▶ [PROBLEM SET]
A - List every calendar date that appears in the court judgment below.
B - Continue the court judgment that appears below, starting after its last sentence.

▶ [QUOTED TEXT]
########
BETWEEN : SALIMONI NALOGA
APPELLANT
AND : THE STATE
RESPONDENT
Counsel : The Appellant appears in person
Ms. Juleen Fatiaki for the Respondent
Date of Hearing : 29 March 2021
Judgment : 30 March 2021
JUDGMENT
[1] This is an Appeal made by the Appellant against his conviction imposed by the Magistrate’s Court of Labasa.
[2] The Appellant was charged in the Magistrate’s Court of Labasa for the following offence:
Statement of Offence (a)
UNLAWFUL POSSESSION OF ILLICIT DRUGS: Contrary to Section 5 (a) of the Illicit Drugs Control Act No. 9 of 2004.
Particulars of Offence (b)
SALIMONI NALOGA, on the 12th day of March 2020, at Bua, in the Northern Division, was unlawfully in possession of 1576 grams of Indian hemp botanically known as Cannabis Sativa, an illicit drug.
[3] The Appellant was first produced in Court on 13 March 2020, and was remanded in custody. Thereafter, on 8 April 2020, he was released on bail.
########
▶ [DATASET ROWS]
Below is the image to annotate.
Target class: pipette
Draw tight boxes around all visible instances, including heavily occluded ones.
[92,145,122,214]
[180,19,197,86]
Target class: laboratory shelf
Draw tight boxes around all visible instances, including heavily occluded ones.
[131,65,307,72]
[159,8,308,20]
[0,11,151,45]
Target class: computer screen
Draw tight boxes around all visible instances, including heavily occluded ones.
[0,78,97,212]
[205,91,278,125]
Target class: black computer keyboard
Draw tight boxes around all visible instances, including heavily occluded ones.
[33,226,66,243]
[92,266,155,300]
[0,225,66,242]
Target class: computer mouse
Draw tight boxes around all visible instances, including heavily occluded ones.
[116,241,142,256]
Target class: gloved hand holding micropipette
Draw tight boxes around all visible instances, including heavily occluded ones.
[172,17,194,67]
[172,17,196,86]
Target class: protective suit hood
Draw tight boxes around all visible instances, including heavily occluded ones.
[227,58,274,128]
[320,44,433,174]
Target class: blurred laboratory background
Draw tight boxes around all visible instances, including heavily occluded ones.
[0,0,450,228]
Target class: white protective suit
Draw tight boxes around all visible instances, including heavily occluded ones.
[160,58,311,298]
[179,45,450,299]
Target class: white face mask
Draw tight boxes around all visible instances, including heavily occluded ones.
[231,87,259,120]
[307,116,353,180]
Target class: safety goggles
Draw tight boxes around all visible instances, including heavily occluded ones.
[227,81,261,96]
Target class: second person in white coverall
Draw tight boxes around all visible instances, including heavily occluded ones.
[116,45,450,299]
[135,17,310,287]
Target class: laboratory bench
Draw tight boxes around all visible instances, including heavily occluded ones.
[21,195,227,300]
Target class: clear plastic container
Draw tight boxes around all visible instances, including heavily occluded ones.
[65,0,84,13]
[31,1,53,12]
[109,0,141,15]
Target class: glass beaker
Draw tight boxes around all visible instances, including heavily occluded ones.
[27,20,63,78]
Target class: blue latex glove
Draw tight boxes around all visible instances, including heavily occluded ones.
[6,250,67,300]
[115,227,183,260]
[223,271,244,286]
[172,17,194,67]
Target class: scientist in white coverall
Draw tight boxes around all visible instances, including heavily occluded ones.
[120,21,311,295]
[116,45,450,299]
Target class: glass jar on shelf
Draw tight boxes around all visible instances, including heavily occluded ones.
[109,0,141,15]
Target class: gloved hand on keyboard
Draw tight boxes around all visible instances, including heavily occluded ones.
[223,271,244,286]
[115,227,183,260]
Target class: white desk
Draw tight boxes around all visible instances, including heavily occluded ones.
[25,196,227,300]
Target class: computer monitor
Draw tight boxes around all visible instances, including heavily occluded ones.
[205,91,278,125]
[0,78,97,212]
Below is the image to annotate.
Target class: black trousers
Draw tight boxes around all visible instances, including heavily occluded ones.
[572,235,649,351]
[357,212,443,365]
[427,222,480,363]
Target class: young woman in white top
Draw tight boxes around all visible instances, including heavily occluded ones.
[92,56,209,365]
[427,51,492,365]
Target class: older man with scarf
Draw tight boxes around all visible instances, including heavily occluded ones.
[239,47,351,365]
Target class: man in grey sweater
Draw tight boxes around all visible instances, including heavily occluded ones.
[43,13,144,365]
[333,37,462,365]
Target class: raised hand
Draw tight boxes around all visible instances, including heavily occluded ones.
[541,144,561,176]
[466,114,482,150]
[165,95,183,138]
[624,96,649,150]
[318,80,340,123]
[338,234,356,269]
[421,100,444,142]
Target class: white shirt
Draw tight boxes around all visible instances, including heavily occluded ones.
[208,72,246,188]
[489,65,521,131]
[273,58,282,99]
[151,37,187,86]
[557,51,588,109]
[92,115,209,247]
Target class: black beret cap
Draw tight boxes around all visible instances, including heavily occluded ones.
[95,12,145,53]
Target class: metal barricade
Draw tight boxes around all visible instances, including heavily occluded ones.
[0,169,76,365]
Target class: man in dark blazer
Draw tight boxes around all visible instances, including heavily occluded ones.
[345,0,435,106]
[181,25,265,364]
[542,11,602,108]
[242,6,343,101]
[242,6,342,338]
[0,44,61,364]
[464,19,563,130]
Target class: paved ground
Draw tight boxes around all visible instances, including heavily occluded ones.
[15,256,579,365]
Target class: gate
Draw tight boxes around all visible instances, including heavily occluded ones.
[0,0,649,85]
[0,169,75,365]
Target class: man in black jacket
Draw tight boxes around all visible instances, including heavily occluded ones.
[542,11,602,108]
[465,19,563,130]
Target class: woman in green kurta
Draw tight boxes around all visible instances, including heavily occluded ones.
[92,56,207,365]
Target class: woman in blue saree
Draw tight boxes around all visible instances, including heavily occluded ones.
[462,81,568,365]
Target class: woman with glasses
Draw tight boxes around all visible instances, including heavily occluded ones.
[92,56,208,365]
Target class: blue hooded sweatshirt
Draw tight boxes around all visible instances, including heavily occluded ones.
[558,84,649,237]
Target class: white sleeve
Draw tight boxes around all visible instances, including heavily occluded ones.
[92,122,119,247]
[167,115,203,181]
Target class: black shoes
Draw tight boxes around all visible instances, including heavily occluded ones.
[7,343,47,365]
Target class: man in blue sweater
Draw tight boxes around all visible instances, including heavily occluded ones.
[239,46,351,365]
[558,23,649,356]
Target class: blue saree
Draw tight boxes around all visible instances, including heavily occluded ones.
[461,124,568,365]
########
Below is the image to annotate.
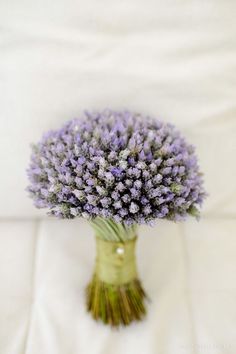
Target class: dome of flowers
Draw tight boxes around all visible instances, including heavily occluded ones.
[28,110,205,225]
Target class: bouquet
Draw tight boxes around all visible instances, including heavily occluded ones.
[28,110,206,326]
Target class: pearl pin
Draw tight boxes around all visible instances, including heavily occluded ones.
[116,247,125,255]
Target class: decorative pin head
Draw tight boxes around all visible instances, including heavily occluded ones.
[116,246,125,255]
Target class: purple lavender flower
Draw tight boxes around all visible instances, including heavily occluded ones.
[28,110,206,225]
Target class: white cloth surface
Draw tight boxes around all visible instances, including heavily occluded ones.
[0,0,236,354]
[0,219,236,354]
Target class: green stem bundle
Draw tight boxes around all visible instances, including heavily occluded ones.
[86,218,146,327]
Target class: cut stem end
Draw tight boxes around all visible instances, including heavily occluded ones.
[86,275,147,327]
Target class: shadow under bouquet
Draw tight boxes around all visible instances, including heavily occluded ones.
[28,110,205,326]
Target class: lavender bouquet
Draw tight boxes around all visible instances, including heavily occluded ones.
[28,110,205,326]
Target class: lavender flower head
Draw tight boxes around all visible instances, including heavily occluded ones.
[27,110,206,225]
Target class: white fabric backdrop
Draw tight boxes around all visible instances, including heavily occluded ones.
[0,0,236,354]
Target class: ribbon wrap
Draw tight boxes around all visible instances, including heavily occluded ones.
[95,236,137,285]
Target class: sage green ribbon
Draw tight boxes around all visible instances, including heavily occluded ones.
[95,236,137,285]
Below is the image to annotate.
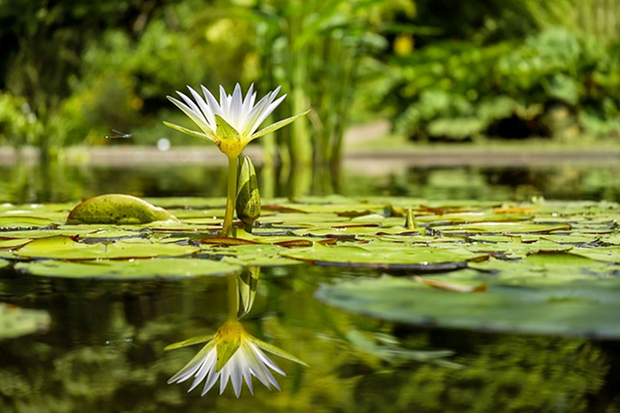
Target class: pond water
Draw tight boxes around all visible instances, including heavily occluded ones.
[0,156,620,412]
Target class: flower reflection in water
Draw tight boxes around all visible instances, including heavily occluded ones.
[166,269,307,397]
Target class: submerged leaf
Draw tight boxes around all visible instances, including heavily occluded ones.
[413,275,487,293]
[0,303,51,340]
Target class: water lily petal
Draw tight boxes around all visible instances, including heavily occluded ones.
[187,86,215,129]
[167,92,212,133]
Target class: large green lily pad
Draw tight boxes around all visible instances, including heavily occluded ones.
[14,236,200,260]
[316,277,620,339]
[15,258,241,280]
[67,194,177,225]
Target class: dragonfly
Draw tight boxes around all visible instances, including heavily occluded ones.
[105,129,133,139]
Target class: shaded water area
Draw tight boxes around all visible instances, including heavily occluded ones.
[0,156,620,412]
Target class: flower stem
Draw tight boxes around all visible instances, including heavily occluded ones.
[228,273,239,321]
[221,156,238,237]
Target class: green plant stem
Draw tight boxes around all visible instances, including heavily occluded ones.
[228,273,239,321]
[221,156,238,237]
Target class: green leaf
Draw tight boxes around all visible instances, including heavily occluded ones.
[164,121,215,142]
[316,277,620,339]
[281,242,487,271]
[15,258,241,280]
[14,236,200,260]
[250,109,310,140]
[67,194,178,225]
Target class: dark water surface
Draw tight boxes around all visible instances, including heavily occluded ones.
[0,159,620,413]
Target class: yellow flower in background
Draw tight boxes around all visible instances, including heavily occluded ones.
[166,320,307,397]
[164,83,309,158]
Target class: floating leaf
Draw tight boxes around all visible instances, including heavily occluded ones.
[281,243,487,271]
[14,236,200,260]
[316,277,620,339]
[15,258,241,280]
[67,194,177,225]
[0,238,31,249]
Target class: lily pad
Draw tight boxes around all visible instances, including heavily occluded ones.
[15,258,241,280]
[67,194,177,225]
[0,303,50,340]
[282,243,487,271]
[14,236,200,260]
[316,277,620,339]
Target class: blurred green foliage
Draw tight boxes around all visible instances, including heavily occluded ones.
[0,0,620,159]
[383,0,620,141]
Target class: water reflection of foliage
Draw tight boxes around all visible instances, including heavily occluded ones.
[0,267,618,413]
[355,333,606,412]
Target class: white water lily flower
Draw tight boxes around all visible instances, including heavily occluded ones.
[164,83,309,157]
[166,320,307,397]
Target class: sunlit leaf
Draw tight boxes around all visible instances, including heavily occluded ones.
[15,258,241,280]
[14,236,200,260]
########
▶ [TASK-BY-TASK ANSWERS]
A -
- 29 March 2021
- 30 March 2021
- 12th day of March 2020
- 13 March 2020
- 8 April 2020

B -
[4] On 20 August 2020, the Appellant was ready to take his plea. Accordingly, the Appellant pleaded guilty to the charge. The Learned Resident Magistrate had been satisfied that the Appellant pleaded guilty voluntarily and on his own free will. On the same day the Summary of Facts had been read over and explained to the Appellant. Having understood same the Appellant admitted to the said Summary of Facts. Accordingly, he had been found guilty and convicted of the charge on his own plea.
[5] It must be mentioned that during these proceedings in the Magistrate’s Court, the Appellant was represented by Counsel from the Legal Aid Commission.
[6] Thereafter, on 22 September 2020, the Appellant was sentenced to 2 years and 8 months imprisonment, with a non-parole period of 2 years. Considering the approximately one month time spent in remand for this case, the final sentence imposed on the Appellant was 2 years and 7 months imprisonment, with a non-parole period of 1 year and 11 months imprisonment.
[7] Aggrieved by the said Order, on 28 October 2020, the Appellant filed a Petition of Appeal in the High Court. The Petition of Appeal was only in respect of his conviction.
[8] During these proceedings in the High Court the Appellant had waived his right to Counsel and remained unrepresented.
[9] This matter was taken up for hearing before me on 29 March 2021. The Appellant and the State Counsel for the Respondent were heard.
[10] As per the Petition of Appeal the single Ground of Appeal taken up by the Appellant is as follows:
APPEAL AGAINST CONVICTION
GROUND ONE
That the learned judge failed to give time for me to speak on behalf of the allegation that was been put to me.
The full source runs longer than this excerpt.